→ Data
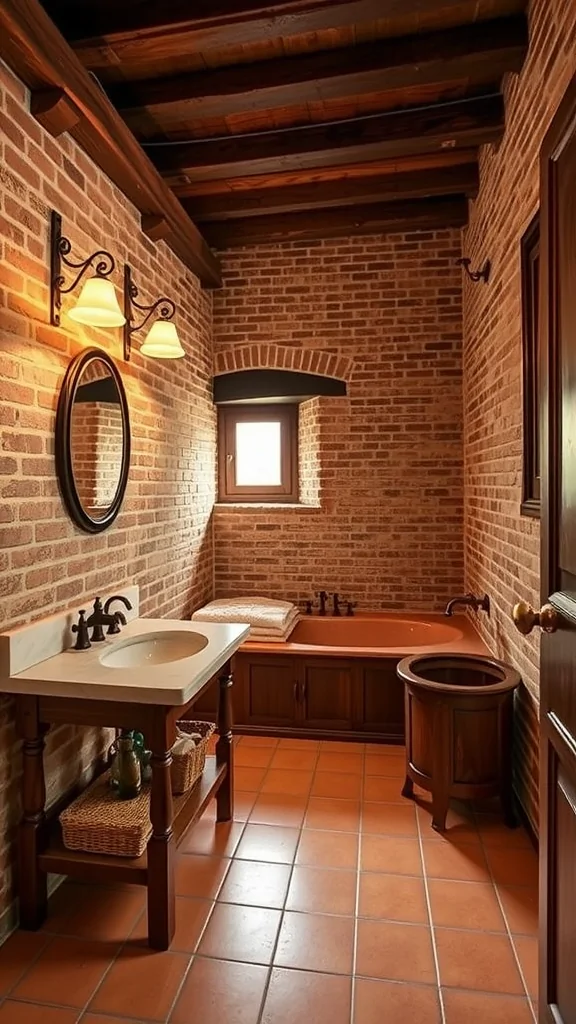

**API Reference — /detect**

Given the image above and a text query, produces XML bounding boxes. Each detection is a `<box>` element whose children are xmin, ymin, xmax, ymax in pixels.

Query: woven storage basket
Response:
<box><xmin>170</xmin><ymin>721</ymin><xmax>215</xmax><ymax>793</ymax></box>
<box><xmin>59</xmin><ymin>771</ymin><xmax>152</xmax><ymax>857</ymax></box>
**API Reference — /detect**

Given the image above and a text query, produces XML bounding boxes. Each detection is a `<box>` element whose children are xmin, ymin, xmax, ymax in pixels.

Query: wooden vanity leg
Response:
<box><xmin>16</xmin><ymin>695</ymin><xmax>49</xmax><ymax>931</ymax></box>
<box><xmin>147</xmin><ymin>708</ymin><xmax>175</xmax><ymax>949</ymax></box>
<box><xmin>216</xmin><ymin>662</ymin><xmax>234</xmax><ymax>821</ymax></box>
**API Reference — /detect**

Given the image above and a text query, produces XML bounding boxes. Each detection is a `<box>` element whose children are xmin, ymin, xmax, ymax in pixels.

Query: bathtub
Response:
<box><xmin>240</xmin><ymin>611</ymin><xmax>488</xmax><ymax>657</ymax></box>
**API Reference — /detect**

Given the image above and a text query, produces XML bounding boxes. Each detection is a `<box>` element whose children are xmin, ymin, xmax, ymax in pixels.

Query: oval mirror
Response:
<box><xmin>55</xmin><ymin>348</ymin><xmax>130</xmax><ymax>534</ymax></box>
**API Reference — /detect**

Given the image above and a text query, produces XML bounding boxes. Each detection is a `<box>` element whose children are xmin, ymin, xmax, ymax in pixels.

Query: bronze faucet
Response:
<box><xmin>444</xmin><ymin>594</ymin><xmax>490</xmax><ymax>615</ymax></box>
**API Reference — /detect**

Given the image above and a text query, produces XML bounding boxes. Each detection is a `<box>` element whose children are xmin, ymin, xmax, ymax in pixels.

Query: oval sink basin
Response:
<box><xmin>99</xmin><ymin>630</ymin><xmax>208</xmax><ymax>669</ymax></box>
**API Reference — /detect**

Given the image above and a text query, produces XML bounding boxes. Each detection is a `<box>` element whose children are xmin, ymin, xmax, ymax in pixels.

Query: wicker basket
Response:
<box><xmin>170</xmin><ymin>721</ymin><xmax>215</xmax><ymax>793</ymax></box>
<box><xmin>59</xmin><ymin>771</ymin><xmax>152</xmax><ymax>857</ymax></box>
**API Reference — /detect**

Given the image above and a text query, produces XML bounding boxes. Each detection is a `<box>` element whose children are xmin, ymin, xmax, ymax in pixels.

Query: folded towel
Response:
<box><xmin>192</xmin><ymin>597</ymin><xmax>298</xmax><ymax>634</ymax></box>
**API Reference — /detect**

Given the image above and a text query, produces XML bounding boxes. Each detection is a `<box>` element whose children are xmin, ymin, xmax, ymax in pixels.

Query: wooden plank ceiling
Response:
<box><xmin>43</xmin><ymin>0</ymin><xmax>528</xmax><ymax>249</ymax></box>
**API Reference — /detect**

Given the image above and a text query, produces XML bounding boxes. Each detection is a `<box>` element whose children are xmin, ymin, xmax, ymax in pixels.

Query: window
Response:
<box><xmin>521</xmin><ymin>214</ymin><xmax>540</xmax><ymax>516</ymax></box>
<box><xmin>218</xmin><ymin>404</ymin><xmax>298</xmax><ymax>502</ymax></box>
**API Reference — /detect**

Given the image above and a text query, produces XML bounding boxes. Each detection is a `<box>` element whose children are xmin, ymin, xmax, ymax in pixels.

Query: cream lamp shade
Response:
<box><xmin>140</xmin><ymin>319</ymin><xmax>186</xmax><ymax>359</ymax></box>
<box><xmin>68</xmin><ymin>276</ymin><xmax>126</xmax><ymax>327</ymax></box>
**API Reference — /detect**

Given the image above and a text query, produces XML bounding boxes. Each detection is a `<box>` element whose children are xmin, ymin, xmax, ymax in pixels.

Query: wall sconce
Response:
<box><xmin>50</xmin><ymin>210</ymin><xmax>124</xmax><ymax>327</ymax></box>
<box><xmin>456</xmin><ymin>256</ymin><xmax>491</xmax><ymax>285</ymax></box>
<box><xmin>124</xmin><ymin>263</ymin><xmax>186</xmax><ymax>362</ymax></box>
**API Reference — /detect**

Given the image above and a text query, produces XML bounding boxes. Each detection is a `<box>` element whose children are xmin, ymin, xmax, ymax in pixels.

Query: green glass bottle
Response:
<box><xmin>117</xmin><ymin>729</ymin><xmax>142</xmax><ymax>800</ymax></box>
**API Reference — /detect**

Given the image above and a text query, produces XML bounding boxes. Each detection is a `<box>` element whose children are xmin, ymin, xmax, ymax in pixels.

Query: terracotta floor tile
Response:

→ Exercise prompt
Identify every line in the data above that contains the string "oval" and copy each such line. Matching is case-sensitive.

→ Response below
Query: oval mirror
Query: oval sink basin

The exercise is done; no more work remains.